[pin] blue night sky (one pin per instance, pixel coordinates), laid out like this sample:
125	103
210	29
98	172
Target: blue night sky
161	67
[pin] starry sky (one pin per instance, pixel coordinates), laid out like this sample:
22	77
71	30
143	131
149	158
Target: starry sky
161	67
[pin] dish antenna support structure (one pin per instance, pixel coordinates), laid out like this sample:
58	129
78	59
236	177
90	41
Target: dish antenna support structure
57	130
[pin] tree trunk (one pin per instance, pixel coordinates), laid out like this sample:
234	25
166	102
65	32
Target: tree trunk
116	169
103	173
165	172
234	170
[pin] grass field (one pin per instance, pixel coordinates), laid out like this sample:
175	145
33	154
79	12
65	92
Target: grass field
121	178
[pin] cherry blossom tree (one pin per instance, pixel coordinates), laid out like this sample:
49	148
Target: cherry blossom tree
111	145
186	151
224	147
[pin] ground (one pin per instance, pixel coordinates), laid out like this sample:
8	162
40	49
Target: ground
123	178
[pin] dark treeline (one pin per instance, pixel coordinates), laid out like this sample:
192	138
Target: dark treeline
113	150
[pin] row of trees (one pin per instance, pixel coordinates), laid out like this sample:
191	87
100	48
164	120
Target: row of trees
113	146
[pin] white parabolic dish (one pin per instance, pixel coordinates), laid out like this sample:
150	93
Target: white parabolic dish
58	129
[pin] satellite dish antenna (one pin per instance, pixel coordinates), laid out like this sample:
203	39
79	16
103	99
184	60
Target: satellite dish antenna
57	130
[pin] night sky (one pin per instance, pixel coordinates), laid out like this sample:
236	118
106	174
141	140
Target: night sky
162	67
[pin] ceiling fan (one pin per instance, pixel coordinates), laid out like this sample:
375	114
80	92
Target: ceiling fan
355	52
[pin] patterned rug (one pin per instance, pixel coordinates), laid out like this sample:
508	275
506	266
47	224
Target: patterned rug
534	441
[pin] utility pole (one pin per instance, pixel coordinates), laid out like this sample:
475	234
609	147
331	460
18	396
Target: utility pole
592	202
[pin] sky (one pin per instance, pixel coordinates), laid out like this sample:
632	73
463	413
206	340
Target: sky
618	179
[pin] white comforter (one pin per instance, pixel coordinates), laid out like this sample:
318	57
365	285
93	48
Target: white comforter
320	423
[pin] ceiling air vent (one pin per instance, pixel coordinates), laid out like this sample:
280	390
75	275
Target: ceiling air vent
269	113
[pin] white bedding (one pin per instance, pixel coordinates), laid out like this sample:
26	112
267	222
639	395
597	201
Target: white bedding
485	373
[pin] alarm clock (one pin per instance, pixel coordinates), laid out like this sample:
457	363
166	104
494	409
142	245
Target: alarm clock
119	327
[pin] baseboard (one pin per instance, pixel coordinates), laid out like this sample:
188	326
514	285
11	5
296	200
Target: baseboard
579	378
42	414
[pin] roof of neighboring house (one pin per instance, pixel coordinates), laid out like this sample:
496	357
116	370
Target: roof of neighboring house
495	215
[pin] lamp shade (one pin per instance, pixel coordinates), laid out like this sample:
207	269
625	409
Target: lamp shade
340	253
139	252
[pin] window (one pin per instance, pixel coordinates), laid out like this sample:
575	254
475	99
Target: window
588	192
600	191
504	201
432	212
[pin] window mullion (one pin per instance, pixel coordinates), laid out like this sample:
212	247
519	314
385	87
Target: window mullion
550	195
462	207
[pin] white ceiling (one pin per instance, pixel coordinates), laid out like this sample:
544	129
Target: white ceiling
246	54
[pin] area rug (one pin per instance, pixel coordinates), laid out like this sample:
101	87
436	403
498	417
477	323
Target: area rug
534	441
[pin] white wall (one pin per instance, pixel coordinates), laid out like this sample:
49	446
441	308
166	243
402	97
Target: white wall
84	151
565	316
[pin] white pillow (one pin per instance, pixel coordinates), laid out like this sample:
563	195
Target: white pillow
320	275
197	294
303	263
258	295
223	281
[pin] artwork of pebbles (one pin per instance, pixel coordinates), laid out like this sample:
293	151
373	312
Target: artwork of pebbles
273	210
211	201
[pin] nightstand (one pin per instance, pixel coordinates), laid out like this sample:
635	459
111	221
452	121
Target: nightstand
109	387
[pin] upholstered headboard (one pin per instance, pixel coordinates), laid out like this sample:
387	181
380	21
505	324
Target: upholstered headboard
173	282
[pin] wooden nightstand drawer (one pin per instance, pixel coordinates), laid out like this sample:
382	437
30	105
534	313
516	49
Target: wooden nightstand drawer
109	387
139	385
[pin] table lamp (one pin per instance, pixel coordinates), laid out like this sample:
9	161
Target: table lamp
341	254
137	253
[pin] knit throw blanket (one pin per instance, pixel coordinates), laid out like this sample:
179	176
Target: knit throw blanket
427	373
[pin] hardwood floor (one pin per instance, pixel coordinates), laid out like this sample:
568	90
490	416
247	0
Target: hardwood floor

> _The problem_
Please write out every line of the data exactly.

> _Written reply_
[pin] blue night sky (one pin per instance, pixel coordinates), laid out like this sample:
125	103
210	29
98	172
Target: blue night sky
161	67
[pin] starry sky (one pin per instance, pixel coordinates), laid out like this sample:
22	77
71	30
143	131
149	158
Target: starry sky
161	67
[pin] dish antenna support structure (one pin per instance, pixel coordinates), laid out like this sample:
58	129
78	59
236	177
90	41
Target: dish antenna support structure
57	130
[pin] tree trunk (one pin per instance, pixel coordinates), laid out like this sample:
234	25
166	102
65	32
Target: tree trunk
116	169
103	173
165	172
234	170
[pin] grass field (one pin per instance, pixel coordinates), laid out like this sample:
175	145
33	154
79	12
65	92
Target: grass field
121	178
[pin] cherry blossom tree (one pin per instance, pixel coordinates), laid out like this sample:
49	148
Target: cherry blossom tree
111	145
186	151
224	147
[pin] ground (one pin per instance, pixel coordinates), laid out like this sample:
8	162
40	49
Target: ground
123	178
[pin] dark treeline (one pin per instance, pixel coordinates), laid out like this sample:
192	138
Target: dark treeline
113	150
[pin] row of trees (one pin per instance, pixel coordinates), laid out like this sample:
191	87
100	48
164	120
Target: row of trees
113	146
[pin] white parabolic dish (one pin per instance, pixel coordinates), laid out like this sample:
150	93
Target: white parabolic dish
58	129
[pin] satellite dish antenna (one pin per instance, pixel coordinates), laid out like this sample:
203	39
79	16
103	99
184	60
Target: satellite dish antenna
57	130
[pin] night sky (one pin per instance, pixel coordinates), laid out like this sample:
236	118
106	174
141	140
Target: night sky
162	67
[pin] ceiling fan (one pin per instance, pixel coordinates), laid out like this sample:
375	114
80	92
Target: ceiling fan
355	52
[pin] patterned rug (one pin per instance, pixel coordinates), laid out like this sample:
508	275
506	266
47	224
Target: patterned rug
534	441
[pin] utility pole (one pin per instance, pixel coordinates), laid out like this sample:
475	234
609	147
331	460
18	396
Target: utility pole
592	202
[pin] sky (one pin per instance, pixel coordinates), laid out like this sample:
632	73
463	413
206	340
Target: sky
618	179
[pin] white comforter (one pin per instance, pixel coordinates), laid out like this sample:
318	57
365	285
93	48
Target: white comforter
320	423
[pin] ceiling air vent (one pin per instance, pixel coordinates), laid out like this sample:
280	390
75	275
Target: ceiling air vent
269	113
[pin] white bedding (one pin per instance, pixel coordinates), laid out like this sample:
26	112
267	222
639	395
597	201
Target: white bedding
485	373
[pin] alarm clock (one pin per instance, pixel coordinates), laid out like this sample:
457	363
166	104
494	409
142	245
Target: alarm clock
119	327
[pin] baseboard (one pin per instance, pixel coordinates), laid out like this sample:
188	326
514	285
11	5
296	200
Target: baseboard
579	378
42	414
[pin] roof of neighboring house (one pin per instance, pixel coordinates), laid out like this sample:
496	357
116	370
Target: roof of neighboring house
495	215
[pin] lamp shade (one pin per instance, pixel coordinates), laid out like this sample:
207	269
625	409
Target: lamp shade
340	253
139	252
[pin] window (one pin per instance, pixel coordinates), laid out like this sample:
575	254
475	99
Target: window
588	192
600	191
504	201
432	212
[pin] window mullion (one pin per instance, pixel coordinates), laid out like this sample:
212	247
519	314
385	87
Target: window mullion
550	195
462	207
[pin] white ceiling (one pin per instance, pixel coordinates), laid out like this sample:
544	129
Target: white ceiling
246	54
[pin] area rug (one pin per instance, pixel coordinates), laid out like this sample:
101	87
436	403
498	417
477	323
Target: area rug
534	441
[pin] white wall (one pin per instance, pixel coordinates), laid out like this sample:
49	446
441	308
166	243
402	97
Target: white wall
84	151
565	316
[pin] white pillow (one pin per instance, pixel coordinates), laid out like this sample:
563	195
Target: white pillow
320	275
197	294
303	263
258	295
223	281
[pin] artwork of pebbles (one pin per instance, pixel coordinates), laid out like this sample:
293	151
373	312
Target: artwork of pebbles
273	210
211	201
[pin] nightstand (one pin per instance, pixel coordinates), laid out like this sample:
635	459
111	221
452	121
Target: nightstand
109	387
[pin] upholstered headboard (one pin per instance, pixel coordinates), laid out like this sample:
387	181
380	21
505	324
Target: upholstered headboard
173	282
[pin] wooden nightstand drawer (one pin per instance, pixel coordinates), laid out like this sample:
382	437
30	105
534	313
516	49
Target: wooden nightstand drawer
109	387
139	385
[pin] table lamp (one pin per instance, pixel coordinates), laid out like this sample:
9	161
Target: table lamp
341	254
137	253
[pin] knit throw blanket (one pin per instance, pixel coordinates), laid out like this sample:
179	176
Target: knit throw blanket
427	373
[pin] hardwood floor (one pin per instance, pixel coordinates), laid out like this sample:
568	90
490	416
247	0
Target: hardwood floor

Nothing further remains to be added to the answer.